Content starts

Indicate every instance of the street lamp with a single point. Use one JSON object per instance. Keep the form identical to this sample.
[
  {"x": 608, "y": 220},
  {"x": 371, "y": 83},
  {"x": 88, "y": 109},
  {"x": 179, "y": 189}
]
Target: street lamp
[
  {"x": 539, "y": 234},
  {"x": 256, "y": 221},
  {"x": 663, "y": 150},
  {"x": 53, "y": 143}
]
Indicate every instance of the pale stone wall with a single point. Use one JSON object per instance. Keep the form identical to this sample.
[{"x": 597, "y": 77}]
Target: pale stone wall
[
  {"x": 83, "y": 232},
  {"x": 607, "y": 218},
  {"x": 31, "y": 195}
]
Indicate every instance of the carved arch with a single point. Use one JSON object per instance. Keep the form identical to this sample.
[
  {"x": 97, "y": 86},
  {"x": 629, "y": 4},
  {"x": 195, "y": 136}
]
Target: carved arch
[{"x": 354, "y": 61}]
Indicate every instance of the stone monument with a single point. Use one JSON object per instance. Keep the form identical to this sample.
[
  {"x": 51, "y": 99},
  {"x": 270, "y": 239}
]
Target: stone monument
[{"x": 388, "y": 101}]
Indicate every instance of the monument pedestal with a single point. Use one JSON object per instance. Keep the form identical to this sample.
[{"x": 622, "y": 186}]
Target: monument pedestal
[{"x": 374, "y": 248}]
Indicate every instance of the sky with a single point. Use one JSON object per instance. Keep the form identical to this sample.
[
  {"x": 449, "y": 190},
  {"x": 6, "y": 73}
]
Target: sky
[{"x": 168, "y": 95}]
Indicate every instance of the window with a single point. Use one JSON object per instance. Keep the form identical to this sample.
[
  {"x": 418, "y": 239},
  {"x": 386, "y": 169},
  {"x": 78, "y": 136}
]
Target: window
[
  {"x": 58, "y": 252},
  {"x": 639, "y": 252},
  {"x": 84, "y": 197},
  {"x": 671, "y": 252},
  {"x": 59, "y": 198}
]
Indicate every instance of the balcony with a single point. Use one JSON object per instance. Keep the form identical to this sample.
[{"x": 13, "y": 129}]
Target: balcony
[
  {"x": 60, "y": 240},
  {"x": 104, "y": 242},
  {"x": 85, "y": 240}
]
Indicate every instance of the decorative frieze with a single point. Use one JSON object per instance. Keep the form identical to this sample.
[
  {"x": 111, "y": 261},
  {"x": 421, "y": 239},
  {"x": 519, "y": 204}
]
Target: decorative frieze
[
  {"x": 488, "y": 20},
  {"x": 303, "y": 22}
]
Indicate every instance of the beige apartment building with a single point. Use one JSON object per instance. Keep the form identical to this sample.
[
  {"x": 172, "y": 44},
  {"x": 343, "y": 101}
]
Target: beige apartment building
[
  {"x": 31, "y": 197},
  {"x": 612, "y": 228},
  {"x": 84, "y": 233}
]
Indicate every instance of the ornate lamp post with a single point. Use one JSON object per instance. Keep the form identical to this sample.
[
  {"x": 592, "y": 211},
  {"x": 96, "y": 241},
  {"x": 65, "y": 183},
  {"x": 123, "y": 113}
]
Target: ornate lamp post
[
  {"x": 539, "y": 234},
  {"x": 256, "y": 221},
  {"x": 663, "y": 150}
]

Content ends

• **What this task involves**
Give back all the data exactly as it was written.

• **Solved exercise**
Indicate every instance of the street lamp with a single point. Use one JSON object per instance. Keep the form identical to this sample.
[
  {"x": 608, "y": 220},
  {"x": 371, "y": 83},
  {"x": 88, "y": 109},
  {"x": 179, "y": 189}
]
Target: street lamp
[
  {"x": 539, "y": 234},
  {"x": 256, "y": 221},
  {"x": 663, "y": 150},
  {"x": 53, "y": 143}
]
Indicate every instance of the pale stone wall with a single point. Use one JSON object per instance. Keep the form identical to this sample.
[{"x": 597, "y": 77}]
Target: pale stone wall
[
  {"x": 83, "y": 232},
  {"x": 607, "y": 218},
  {"x": 31, "y": 195}
]
Indicate every instance of the carved arch with a single point. Use one JSON object per instance. Keep the form identical to this sample.
[
  {"x": 97, "y": 86},
  {"x": 629, "y": 4},
  {"x": 195, "y": 136}
]
Target: carved arch
[{"x": 354, "y": 61}]
Indicate every instance of the stone monument with a single point. Use one JSON object per instance. Keep the form identical to this sample.
[
  {"x": 51, "y": 99},
  {"x": 270, "y": 239}
]
Target: stone monument
[{"x": 388, "y": 101}]
Indicate every instance of the monument pedestal with a single point. Use one JSON object per instance. Keep the form identical to this sample.
[{"x": 622, "y": 186}]
Target: monument pedestal
[{"x": 374, "y": 248}]
Indicate every instance of the sky with a single point. Use one JSON object per instance. Keep the form identical to this sample.
[
  {"x": 449, "y": 190},
  {"x": 6, "y": 73}
]
Target: sky
[{"x": 168, "y": 95}]
Indicate every instance of the window with a single point. Use one JSON object per instance. Keep the form identical to this sample.
[
  {"x": 418, "y": 239},
  {"x": 386, "y": 169},
  {"x": 78, "y": 136}
]
Target: window
[
  {"x": 58, "y": 252},
  {"x": 639, "y": 252},
  {"x": 84, "y": 197},
  {"x": 671, "y": 252},
  {"x": 59, "y": 198}
]
Indicate every instance of the balcony with a single point. Use one JSON object per instance. Keep the form identical to this sample.
[{"x": 13, "y": 129}]
Target: balcony
[
  {"x": 60, "y": 240},
  {"x": 104, "y": 242},
  {"x": 85, "y": 240}
]
Indicate every instance of the decorative frieze with a single point. Use one JSON object per instance. Keep the form identical to this sample.
[
  {"x": 111, "y": 261},
  {"x": 421, "y": 239},
  {"x": 519, "y": 204}
]
Target: decorative frieze
[
  {"x": 488, "y": 20},
  {"x": 303, "y": 22}
]
Indicate every instance of the beige apartment building with a single point. Use one JSON object per instance. Keep the form identical to this sample.
[
  {"x": 172, "y": 44},
  {"x": 343, "y": 101}
]
Target: beige apartment building
[
  {"x": 31, "y": 197},
  {"x": 612, "y": 228},
  {"x": 84, "y": 233}
]
Indicate every instance of the ornate lamp post with a single point. Use one JSON object per instance. Keep the form identical to this sample.
[
  {"x": 592, "y": 211},
  {"x": 96, "y": 241},
  {"x": 65, "y": 183},
  {"x": 123, "y": 113}
]
Target: ornate lamp post
[
  {"x": 539, "y": 234},
  {"x": 256, "y": 221},
  {"x": 663, "y": 150}
]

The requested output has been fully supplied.